**INSTRUCTIONS FOR THE TASK:**
Each record below needs to be reproduced precisely, though not its pictures.

**TASK INPUT:**
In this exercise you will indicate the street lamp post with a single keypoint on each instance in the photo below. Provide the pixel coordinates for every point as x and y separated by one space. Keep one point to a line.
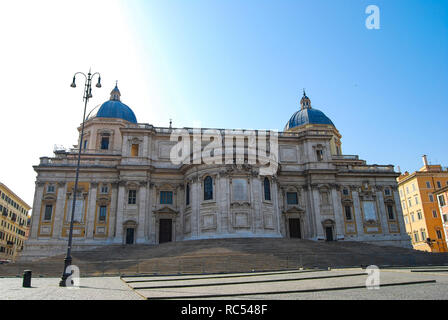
87 95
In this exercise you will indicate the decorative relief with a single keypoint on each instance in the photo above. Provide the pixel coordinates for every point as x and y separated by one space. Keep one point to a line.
208 221
165 149
241 220
288 154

**RESULT OF THE TASK:**
In this exercise you will indicate the street lamp post with a single keypoint on each instance in the photo below. Provide the pixel coordinates for every point as x and y separated by one space. Keep one point to a line.
87 95
In this exercise you will indicate the decorative relief with a single keypoint on each instance in the photo above. Provide the pixel coordinates for every point as x and y separated by one space. Keep one point to a line.
208 221
165 149
241 220
288 154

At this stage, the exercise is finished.